■ **Exercise requirements**:
Can you reproduce the data beneath, keeping every line exact?

Extracted records
=====

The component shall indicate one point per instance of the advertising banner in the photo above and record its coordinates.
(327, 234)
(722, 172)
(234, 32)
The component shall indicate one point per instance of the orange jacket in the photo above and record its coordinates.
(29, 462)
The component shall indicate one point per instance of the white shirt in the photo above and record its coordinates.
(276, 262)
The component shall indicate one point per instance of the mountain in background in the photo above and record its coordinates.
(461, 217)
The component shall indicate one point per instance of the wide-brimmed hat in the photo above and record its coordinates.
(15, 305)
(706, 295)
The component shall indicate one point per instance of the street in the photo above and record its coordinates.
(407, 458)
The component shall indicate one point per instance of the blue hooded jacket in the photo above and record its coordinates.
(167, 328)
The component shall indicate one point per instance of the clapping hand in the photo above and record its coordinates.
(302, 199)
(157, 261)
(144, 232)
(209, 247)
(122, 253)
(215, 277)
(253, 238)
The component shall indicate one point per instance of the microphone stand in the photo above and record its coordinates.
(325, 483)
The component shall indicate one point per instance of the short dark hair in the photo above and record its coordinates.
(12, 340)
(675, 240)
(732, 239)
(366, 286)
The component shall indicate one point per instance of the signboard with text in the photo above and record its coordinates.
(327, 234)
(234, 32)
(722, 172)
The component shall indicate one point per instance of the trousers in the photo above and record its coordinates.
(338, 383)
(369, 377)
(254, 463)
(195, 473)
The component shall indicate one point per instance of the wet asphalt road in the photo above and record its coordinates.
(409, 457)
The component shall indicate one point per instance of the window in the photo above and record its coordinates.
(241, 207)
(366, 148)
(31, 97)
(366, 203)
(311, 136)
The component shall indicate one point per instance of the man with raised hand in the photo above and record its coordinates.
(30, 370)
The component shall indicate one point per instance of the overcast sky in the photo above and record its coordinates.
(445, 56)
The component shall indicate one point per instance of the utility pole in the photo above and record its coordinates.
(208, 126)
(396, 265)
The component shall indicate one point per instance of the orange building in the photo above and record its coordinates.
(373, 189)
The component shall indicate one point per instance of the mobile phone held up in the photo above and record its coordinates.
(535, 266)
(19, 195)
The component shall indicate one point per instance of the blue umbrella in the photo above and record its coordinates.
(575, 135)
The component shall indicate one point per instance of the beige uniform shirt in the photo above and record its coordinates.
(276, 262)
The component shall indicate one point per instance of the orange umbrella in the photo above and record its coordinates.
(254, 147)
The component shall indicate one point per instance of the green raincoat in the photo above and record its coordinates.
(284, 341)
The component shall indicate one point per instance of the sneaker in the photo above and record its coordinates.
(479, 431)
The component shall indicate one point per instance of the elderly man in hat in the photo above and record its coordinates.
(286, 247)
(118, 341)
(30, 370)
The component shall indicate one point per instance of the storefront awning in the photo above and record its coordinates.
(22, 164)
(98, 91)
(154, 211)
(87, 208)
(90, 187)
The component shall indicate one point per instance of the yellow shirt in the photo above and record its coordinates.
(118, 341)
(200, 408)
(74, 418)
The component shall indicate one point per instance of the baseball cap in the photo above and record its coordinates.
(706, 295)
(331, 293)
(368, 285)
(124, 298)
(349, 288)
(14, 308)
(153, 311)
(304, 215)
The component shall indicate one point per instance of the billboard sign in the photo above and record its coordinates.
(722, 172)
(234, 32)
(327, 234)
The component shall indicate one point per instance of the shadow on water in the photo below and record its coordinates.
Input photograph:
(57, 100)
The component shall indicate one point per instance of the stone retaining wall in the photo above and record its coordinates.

=====

■ **Task result**:
The component shall indicate one point per instance of the advertising banner in the photo above and record its coordinates.
(327, 234)
(722, 172)
(234, 32)
The component shall indicate one point per instance of the orange jacket in the photo above and record its coordinates.
(29, 462)
The component shall indicate one point per instance of the white shirt in the photo above and record its coordinates.
(276, 262)
The component shall indicate one point per instance of the mountain in background in the photo above and record its coordinates.
(461, 217)
The component shall indicate one point per instance of the wide-brimmed hat in the photo above and record its coordinates.
(15, 305)
(706, 295)
The component shall indicate one point per instance of the street in the photo above and record its coordinates.
(407, 458)
The component shall indicate one point per instance of the blue hooded jacket in the photo above and record its coordinates.
(167, 328)
The component shall indicate one point per instance of the clapping hand in the photo above and record its coordinates.
(302, 199)
(157, 261)
(144, 232)
(209, 247)
(122, 253)
(215, 277)
(253, 238)
The component shall indicate one point per instance of the microphone stand in the photo above and record its coordinates.
(325, 483)
The component shall indicate one point per instance of the short dark hair in the photo above and record its coordinates.
(12, 340)
(675, 240)
(732, 239)
(366, 286)
The component shall indicate one point per instance of the signboard with text in the photo above and record its coordinates.
(327, 234)
(234, 32)
(722, 172)
The component shall indicate one point per instance of the trousers in the photo above and record its coordinates.
(338, 383)
(369, 377)
(254, 463)
(195, 473)
The component shall indicate one point per instance of the wet asphalt road in the photo above and record its coordinates.
(409, 457)
The component shall indicate one point per instance of the window in the photo above and record its coordinates.
(241, 207)
(366, 148)
(31, 97)
(366, 203)
(311, 136)
The component shall indicate one point per instance of the man with raised hand in the photo above and record its coordinates.
(30, 370)
The component shall indicate one point per instance of the overcast sky in the photo above and record its coordinates.
(445, 56)
The component shall indicate one point per instance of the utility pole in the photo above and record its coordinates.
(208, 126)
(396, 265)
The component shall indicate one point per instance of the orange building in the photo above and record its coordinates.
(373, 189)
The component shall indicate one point per instance of the mobile phone held up in the photo above and record its coordinates.
(535, 266)
(19, 195)
The component shall indicate one point per instance of the blue umbrella in the photo above and record its coordinates.
(575, 135)
The component shall indicate one point per instance of the beige uniform shirt in the photo above and record its coordinates.
(276, 262)
The component shall indicate one point per instance of the orange umbrella in the photo above and record its coordinates.
(254, 147)
The component shall indicate one point per instance of the green raincoat in the photo above and record its coordinates.
(284, 341)
The component shall indicate one point per instance of the sneaker in the photo above and record its coordinates.
(479, 431)
The component shall indicate one point per instance of the elderly man in hat in the photo above and record its coordinates.
(286, 247)
(118, 341)
(30, 370)
The component shall indicate one point per instance of the storefront awning in the photo above and record its coordinates.
(22, 164)
(98, 91)
(154, 211)
(87, 208)
(90, 187)
The component shall indicate one point per instance of the yellow shirt in the photo above and record its coordinates.
(118, 341)
(200, 408)
(74, 418)
The component shall indicate one point per instance of the baseball cap in the photo above and record its coordinates.
(706, 295)
(331, 293)
(368, 285)
(124, 298)
(349, 288)
(14, 308)
(153, 311)
(304, 215)
The component shall indicate one point per instance of the billboard sign in the photo above and record its coordinates.
(722, 172)
(234, 32)
(327, 234)
The component shall indicate one point per instance of the shadow on water in the photo below and record its coordinates.
Input photograph:
(57, 100)
The component shall indicate one point per instance of the stone retaining wall in the photo above and record its coordinates.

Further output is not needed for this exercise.